*Dataset excerpts*.
______

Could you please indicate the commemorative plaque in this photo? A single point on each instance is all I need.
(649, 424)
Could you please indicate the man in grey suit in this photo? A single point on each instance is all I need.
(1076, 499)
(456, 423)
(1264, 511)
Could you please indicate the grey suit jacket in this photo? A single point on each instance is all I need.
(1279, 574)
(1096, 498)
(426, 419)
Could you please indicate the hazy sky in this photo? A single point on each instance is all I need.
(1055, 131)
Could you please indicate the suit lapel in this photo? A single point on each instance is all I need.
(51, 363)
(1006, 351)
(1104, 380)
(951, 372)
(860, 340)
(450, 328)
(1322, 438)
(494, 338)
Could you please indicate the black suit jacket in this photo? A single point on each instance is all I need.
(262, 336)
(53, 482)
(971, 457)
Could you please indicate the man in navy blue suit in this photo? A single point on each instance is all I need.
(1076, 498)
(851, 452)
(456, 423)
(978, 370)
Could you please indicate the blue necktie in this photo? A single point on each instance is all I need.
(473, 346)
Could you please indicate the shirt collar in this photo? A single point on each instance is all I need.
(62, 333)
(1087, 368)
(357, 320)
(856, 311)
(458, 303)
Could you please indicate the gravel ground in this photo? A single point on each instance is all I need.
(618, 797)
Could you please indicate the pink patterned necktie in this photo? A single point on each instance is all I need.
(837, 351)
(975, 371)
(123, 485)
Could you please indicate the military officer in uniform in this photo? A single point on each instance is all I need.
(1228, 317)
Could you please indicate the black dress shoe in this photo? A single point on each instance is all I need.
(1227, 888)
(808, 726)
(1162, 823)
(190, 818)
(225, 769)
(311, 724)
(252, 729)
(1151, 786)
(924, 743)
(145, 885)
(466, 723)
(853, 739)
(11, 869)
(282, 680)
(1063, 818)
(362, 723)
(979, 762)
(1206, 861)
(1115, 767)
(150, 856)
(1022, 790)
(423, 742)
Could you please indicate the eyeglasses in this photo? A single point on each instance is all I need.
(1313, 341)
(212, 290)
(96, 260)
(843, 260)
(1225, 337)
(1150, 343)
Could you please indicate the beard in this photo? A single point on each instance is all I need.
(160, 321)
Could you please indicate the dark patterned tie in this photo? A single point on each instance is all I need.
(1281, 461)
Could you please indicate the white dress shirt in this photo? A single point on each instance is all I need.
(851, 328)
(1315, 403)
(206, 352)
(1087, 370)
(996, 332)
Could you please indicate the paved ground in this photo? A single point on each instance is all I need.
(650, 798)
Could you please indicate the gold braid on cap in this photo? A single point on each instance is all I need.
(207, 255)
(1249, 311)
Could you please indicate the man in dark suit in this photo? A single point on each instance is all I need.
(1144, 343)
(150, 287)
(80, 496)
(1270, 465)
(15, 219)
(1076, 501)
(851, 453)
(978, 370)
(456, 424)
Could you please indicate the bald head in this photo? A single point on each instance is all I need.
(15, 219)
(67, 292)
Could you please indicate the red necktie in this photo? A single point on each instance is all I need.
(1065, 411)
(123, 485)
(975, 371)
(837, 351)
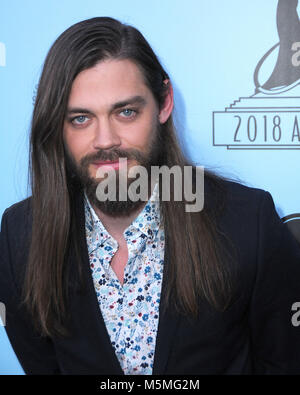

______

*EXERCISE OBJECTIVE*. Set down each entry again exactly as written. Pictures stay out.

*EXERCISE ANSWER*.
Could you please indicate the commemorative plaque in this photo? A single point on each instance is all I need.
(649, 424)
Could you please indicate the man in grey suit in this photo? A single point on each instance is all I need.
(1076, 499)
(456, 423)
(1264, 511)
Could you please indicate the grey suit jacket in this photo? A single point on each instance is all I need.
(1279, 574)
(1096, 498)
(426, 419)
Could you please indicate the hazy sky in this photo? A single point on each instance is all I need.
(1055, 131)
Could you please indicate the suit lapel in this photo? A single point on each instance is all I need.
(51, 363)
(1006, 351)
(1104, 380)
(951, 372)
(860, 340)
(450, 328)
(1322, 438)
(494, 338)
Could you please indicate the black suit jacket in this photo? A single point on each instance is all I need.
(262, 336)
(53, 482)
(971, 457)
Could you please indicate the man in navy blue suit in this photo? A single point on each instance is all I need.
(1076, 498)
(851, 452)
(456, 423)
(978, 370)
Could you please indicate the blue necktie in this photo? A single point on each instance is all I need.
(473, 346)
Could you please indicate the shirt collar in this photo? A single point on each instance is all I need.
(62, 333)
(1087, 368)
(357, 320)
(856, 311)
(458, 303)
Could you please indicate the gravel ground in this photo? A single point on each instance is all I need.
(618, 797)
Could you please indicate the pink patterned necktie in this photo? A single point on each instance is all I need.
(837, 351)
(975, 371)
(123, 485)
Could you please indicate the military officer in uniform in this photo? A single point on each instance is all I need.
(1228, 317)
Could you please indicate the black dress shoe in this photo? A single point on each instance is all I need.
(1227, 888)
(808, 726)
(1162, 823)
(190, 818)
(225, 769)
(311, 724)
(252, 729)
(1151, 786)
(924, 743)
(145, 885)
(466, 723)
(853, 739)
(11, 869)
(282, 680)
(1063, 818)
(362, 723)
(979, 762)
(1206, 861)
(1115, 767)
(150, 856)
(1022, 790)
(423, 742)
Could you please indicate the eyeglasses in this photo? A single point on each instance is all I need.
(1313, 341)
(212, 290)
(96, 260)
(843, 260)
(1225, 337)
(1150, 343)
Could you please indicate the beard in this photo? A single point on each instance is all I need.
(160, 321)
Could you please indicate the dark patterned tie in this photo? A single point on each instance is all I need.
(1281, 461)
Could you please indicate the white dress shirt in this photo? A single point on each instance is all I need.
(851, 328)
(1315, 403)
(206, 352)
(1087, 370)
(996, 332)
Could you please indicate the paved ground in this photo? A single point on each instance is all I need.
(650, 798)
Could you please indicate the gold braid on cap in this photo? A single point on each instance is all I need.
(207, 255)
(1249, 311)
Could you please indicate the man in dark suit in this photo? A single point on each instance is all I need.
(1144, 343)
(150, 287)
(80, 496)
(1270, 465)
(15, 219)
(1076, 501)
(851, 453)
(978, 370)
(456, 424)
Could you please indicate the bald head in this photo? A single point on each instance is all I need.
(15, 219)
(67, 292)
Could you please indicate the red necktie in this photo? A single point on each instance is all I need.
(1065, 411)
(123, 485)
(975, 371)
(837, 351)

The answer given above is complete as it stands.